● Passage
>> start

# Help with bedroom set design (concealment furniture)



## rsieracki (Jul 28, 2015)

Hello all.

I'm looking to build my self a modern and custom bedroom set that incorporates hidden storage/concealment compartments for firearms, jewelry, and assorted valuable etc. i like the modern clean line look (think MCM or European design.. dare i say Ikea-esque)

I'll likely be using Walnut or Mahogany (cant decide yet) with aromatic cedar for the drawers bottoms and likely Baltic Birch from drawers and casework with appropriate solid wood edging.

I've done some woodworking before but never a project like this so I've enlisted the help of my very talented uncle to help me build this..but i have to finish my design first…

WHAT I NEED HELP WITH… is i cant find any "working plans" that modify for my set. so does anyone have a source for plans for concealment furniture? i'm attaching a few photos so its clear what types of stuff I'm looking for..



























*ALSO* looking for hardware and closure ideas… im thinking soft/self closing bottom mount slides and magnet locks so any insight on those would be great also


----------



## wormil (Nov 19, 2011)

No plans but I like that idea.


----------



## mojapitt (Dec 31, 2011)

>> end

● What is required
In the forum thread about concealment furniture, which wood is planned for the drawer bottoms?

(Some entries)
>> start

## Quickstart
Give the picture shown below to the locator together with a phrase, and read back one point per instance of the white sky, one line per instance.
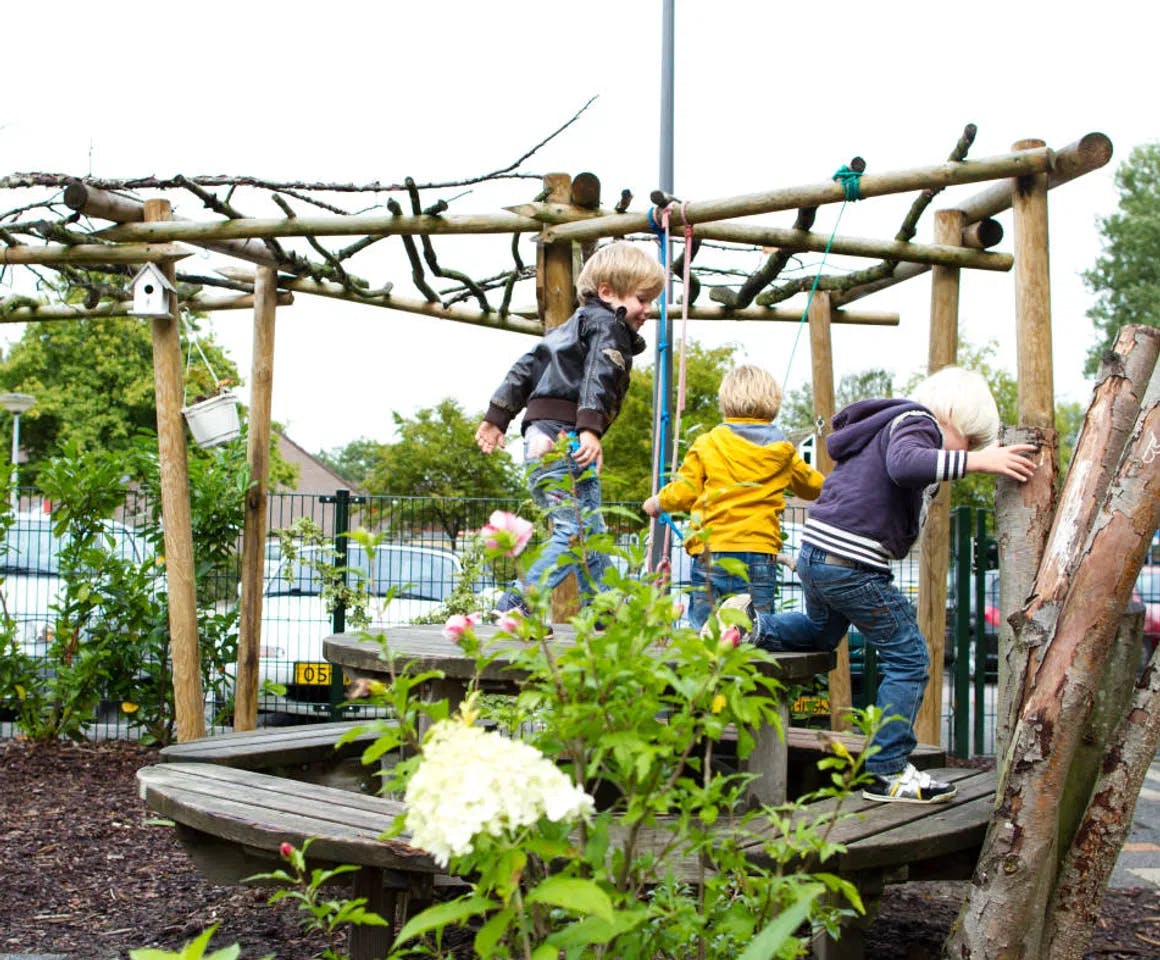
(768, 95)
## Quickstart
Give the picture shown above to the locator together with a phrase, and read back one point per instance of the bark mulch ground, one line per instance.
(84, 874)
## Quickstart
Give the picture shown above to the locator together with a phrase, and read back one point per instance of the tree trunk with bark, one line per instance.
(1015, 877)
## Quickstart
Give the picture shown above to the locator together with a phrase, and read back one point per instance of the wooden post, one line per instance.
(189, 704)
(253, 538)
(1032, 297)
(821, 358)
(556, 298)
(933, 558)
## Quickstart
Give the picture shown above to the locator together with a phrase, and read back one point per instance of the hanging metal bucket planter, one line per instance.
(214, 421)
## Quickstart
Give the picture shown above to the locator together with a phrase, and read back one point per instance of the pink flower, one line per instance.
(507, 532)
(458, 624)
(731, 637)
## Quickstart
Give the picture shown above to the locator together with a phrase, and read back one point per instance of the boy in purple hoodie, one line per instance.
(890, 455)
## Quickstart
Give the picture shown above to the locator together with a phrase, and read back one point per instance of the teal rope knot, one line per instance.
(849, 180)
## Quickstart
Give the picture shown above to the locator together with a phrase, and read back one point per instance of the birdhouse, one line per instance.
(151, 293)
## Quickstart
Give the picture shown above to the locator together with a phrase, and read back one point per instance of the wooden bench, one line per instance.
(304, 751)
(232, 821)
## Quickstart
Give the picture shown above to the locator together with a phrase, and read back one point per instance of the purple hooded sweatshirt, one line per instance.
(886, 455)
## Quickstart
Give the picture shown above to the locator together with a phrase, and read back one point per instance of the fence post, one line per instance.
(961, 744)
(980, 626)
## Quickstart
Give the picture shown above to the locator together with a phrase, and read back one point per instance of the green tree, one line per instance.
(797, 405)
(1125, 278)
(629, 445)
(93, 383)
(436, 457)
(355, 460)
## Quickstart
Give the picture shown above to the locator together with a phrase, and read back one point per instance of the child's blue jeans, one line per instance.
(709, 590)
(571, 495)
(836, 596)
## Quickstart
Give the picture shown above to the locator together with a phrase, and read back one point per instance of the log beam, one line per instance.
(942, 253)
(943, 351)
(253, 535)
(1032, 298)
(103, 205)
(175, 511)
(24, 314)
(1086, 154)
(92, 254)
(347, 225)
(947, 174)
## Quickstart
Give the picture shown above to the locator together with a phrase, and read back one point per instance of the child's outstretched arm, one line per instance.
(488, 436)
(1003, 460)
(588, 450)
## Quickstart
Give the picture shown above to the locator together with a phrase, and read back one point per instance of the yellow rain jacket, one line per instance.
(732, 487)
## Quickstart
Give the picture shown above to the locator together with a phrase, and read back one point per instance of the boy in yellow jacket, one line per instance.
(732, 486)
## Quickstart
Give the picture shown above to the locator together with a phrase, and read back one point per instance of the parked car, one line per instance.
(991, 619)
(404, 582)
(30, 581)
(1147, 591)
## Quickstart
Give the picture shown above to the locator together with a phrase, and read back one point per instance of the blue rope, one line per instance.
(667, 521)
(850, 181)
(664, 349)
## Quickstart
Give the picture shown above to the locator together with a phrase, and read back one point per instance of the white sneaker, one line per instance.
(910, 786)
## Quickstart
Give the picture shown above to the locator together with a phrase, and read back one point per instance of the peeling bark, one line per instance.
(1003, 914)
(1090, 859)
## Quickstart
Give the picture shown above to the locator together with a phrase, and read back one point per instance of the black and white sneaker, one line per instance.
(908, 786)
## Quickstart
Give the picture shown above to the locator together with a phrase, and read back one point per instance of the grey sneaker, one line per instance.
(742, 602)
(908, 786)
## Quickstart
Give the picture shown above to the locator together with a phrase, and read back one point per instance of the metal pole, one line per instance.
(14, 496)
(662, 385)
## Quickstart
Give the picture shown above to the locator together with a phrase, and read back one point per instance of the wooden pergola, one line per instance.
(100, 225)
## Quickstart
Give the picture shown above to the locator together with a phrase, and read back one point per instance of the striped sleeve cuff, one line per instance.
(950, 464)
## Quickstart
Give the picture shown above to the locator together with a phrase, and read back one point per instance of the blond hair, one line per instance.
(623, 267)
(751, 392)
(962, 399)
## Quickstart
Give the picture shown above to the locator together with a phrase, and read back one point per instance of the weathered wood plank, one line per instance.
(273, 747)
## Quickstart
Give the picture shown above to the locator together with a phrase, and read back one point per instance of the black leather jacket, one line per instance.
(578, 373)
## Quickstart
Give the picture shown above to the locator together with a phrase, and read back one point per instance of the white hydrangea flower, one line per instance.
(473, 782)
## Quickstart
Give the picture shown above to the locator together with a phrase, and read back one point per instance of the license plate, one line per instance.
(811, 706)
(312, 674)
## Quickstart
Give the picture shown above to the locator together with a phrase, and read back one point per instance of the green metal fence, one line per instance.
(418, 561)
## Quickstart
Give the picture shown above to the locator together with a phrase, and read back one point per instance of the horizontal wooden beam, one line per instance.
(92, 254)
(785, 314)
(24, 314)
(103, 205)
(336, 291)
(939, 175)
(1086, 154)
(854, 246)
(355, 224)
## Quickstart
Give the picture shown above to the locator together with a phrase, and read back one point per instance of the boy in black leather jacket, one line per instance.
(573, 383)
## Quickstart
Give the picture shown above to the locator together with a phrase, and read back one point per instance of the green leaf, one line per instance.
(580, 896)
(443, 915)
(771, 938)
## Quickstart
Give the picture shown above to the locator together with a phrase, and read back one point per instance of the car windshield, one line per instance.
(30, 551)
(413, 573)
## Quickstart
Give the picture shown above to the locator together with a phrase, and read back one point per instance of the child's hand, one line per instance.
(589, 451)
(488, 436)
(1003, 460)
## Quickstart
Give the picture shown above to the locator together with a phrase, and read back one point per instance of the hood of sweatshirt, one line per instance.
(856, 424)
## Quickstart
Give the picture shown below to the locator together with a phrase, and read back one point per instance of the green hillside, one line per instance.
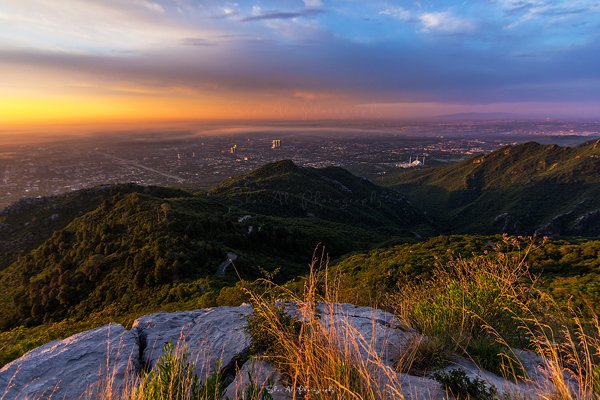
(29, 222)
(518, 189)
(128, 247)
(331, 194)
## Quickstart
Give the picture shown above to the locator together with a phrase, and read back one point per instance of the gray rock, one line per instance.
(264, 375)
(210, 336)
(73, 368)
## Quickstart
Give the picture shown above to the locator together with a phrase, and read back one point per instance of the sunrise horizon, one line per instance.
(139, 61)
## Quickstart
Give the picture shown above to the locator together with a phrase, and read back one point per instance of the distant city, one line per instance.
(196, 161)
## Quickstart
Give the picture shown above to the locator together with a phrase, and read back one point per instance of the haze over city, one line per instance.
(98, 61)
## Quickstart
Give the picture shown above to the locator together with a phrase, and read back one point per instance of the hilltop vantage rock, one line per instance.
(86, 364)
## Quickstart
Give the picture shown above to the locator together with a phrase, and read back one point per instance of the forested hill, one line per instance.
(330, 193)
(520, 189)
(127, 246)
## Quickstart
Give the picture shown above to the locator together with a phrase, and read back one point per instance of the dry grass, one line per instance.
(480, 308)
(322, 360)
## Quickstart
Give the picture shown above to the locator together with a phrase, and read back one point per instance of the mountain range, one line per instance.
(522, 189)
(117, 252)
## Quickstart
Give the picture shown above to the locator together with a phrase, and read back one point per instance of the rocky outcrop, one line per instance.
(212, 337)
(81, 366)
(73, 368)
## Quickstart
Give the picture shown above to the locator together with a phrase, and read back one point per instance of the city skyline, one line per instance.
(98, 61)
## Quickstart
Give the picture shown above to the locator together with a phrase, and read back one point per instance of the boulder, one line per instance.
(263, 375)
(211, 337)
(74, 368)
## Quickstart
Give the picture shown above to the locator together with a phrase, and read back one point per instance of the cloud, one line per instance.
(445, 22)
(282, 15)
(313, 4)
(196, 42)
(398, 13)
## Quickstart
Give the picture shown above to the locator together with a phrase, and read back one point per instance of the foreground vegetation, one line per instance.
(481, 308)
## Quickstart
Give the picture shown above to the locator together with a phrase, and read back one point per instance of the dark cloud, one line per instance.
(197, 42)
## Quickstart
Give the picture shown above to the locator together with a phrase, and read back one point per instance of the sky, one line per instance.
(145, 60)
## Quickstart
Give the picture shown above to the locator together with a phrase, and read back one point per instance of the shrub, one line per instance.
(495, 357)
(467, 300)
(461, 386)
(174, 378)
(422, 355)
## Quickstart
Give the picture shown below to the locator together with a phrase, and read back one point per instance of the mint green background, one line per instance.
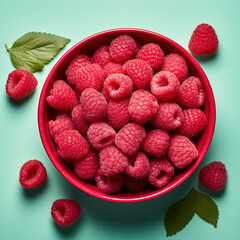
(25, 214)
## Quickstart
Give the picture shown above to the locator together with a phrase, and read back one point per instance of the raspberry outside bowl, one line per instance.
(88, 46)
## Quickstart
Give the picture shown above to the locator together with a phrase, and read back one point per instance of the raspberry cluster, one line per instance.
(126, 115)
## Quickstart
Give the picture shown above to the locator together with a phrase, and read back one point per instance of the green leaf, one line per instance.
(35, 49)
(206, 208)
(179, 214)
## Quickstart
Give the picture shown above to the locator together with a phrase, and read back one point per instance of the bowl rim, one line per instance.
(114, 198)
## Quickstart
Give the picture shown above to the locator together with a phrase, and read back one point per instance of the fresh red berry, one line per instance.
(213, 176)
(156, 143)
(142, 106)
(65, 212)
(130, 138)
(32, 174)
(62, 97)
(164, 86)
(181, 151)
(112, 161)
(152, 54)
(122, 48)
(93, 104)
(20, 83)
(169, 116)
(176, 64)
(191, 93)
(194, 121)
(204, 40)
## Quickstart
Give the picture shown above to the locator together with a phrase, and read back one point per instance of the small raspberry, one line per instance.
(118, 85)
(156, 143)
(176, 64)
(142, 106)
(71, 145)
(20, 83)
(164, 86)
(112, 68)
(62, 97)
(169, 116)
(102, 56)
(110, 184)
(138, 166)
(79, 61)
(86, 167)
(93, 104)
(62, 123)
(101, 135)
(213, 176)
(130, 138)
(191, 93)
(32, 174)
(65, 212)
(152, 54)
(181, 151)
(112, 161)
(139, 71)
(117, 113)
(194, 121)
(204, 40)
(90, 76)
(161, 172)
(79, 122)
(134, 184)
(122, 48)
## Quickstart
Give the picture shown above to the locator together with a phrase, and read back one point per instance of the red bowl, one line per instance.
(88, 46)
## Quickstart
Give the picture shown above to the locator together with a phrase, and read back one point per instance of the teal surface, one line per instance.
(25, 214)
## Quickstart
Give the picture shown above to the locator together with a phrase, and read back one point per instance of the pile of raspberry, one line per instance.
(127, 116)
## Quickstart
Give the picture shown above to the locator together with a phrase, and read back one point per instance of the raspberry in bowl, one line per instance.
(126, 115)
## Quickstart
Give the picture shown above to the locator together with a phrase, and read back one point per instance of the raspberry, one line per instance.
(176, 64)
(32, 174)
(62, 97)
(152, 54)
(191, 93)
(156, 143)
(112, 68)
(20, 83)
(181, 151)
(117, 113)
(138, 166)
(169, 116)
(139, 71)
(142, 106)
(93, 104)
(86, 167)
(62, 123)
(194, 121)
(102, 56)
(101, 135)
(65, 212)
(79, 122)
(90, 76)
(79, 61)
(130, 138)
(134, 184)
(161, 172)
(110, 184)
(71, 145)
(122, 48)
(164, 86)
(204, 40)
(118, 85)
(213, 176)
(112, 161)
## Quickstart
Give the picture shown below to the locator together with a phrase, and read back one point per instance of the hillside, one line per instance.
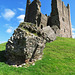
(58, 59)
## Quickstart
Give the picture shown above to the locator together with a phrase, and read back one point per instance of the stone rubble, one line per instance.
(27, 45)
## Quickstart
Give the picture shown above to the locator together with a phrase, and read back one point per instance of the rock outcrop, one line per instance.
(27, 43)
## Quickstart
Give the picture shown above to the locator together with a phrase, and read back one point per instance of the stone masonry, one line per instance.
(59, 18)
(27, 43)
(29, 39)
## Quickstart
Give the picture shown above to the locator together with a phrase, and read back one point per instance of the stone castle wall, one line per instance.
(59, 18)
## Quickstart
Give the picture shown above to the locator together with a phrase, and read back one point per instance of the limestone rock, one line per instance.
(48, 34)
(22, 46)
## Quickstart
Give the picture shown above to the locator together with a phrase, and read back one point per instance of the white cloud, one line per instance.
(21, 18)
(73, 32)
(21, 9)
(2, 42)
(10, 30)
(73, 35)
(8, 14)
(73, 29)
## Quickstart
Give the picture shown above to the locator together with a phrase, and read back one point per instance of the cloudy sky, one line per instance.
(12, 12)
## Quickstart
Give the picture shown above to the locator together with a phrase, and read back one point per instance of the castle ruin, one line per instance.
(59, 19)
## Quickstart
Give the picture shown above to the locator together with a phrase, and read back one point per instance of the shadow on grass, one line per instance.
(2, 56)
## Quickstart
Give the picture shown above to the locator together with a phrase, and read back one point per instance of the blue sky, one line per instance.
(12, 12)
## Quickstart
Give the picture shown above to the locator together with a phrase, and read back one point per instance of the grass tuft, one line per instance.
(58, 59)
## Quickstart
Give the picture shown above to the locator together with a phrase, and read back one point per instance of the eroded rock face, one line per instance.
(27, 43)
(24, 46)
(48, 34)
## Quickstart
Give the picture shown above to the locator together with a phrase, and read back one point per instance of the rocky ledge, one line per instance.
(27, 43)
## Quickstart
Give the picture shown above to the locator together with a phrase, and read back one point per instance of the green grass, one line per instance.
(58, 59)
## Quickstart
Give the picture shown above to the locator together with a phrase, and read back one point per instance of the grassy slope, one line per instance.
(58, 59)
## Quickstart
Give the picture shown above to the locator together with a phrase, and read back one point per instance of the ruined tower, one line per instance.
(59, 19)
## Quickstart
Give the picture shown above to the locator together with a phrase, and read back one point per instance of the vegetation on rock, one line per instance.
(58, 59)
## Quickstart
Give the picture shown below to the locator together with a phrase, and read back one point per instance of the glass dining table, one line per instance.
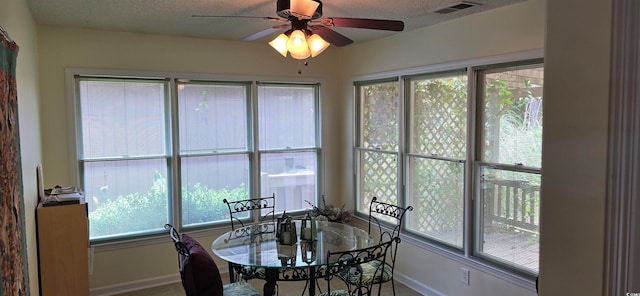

>> end

● Correct answer
Aromatic cedar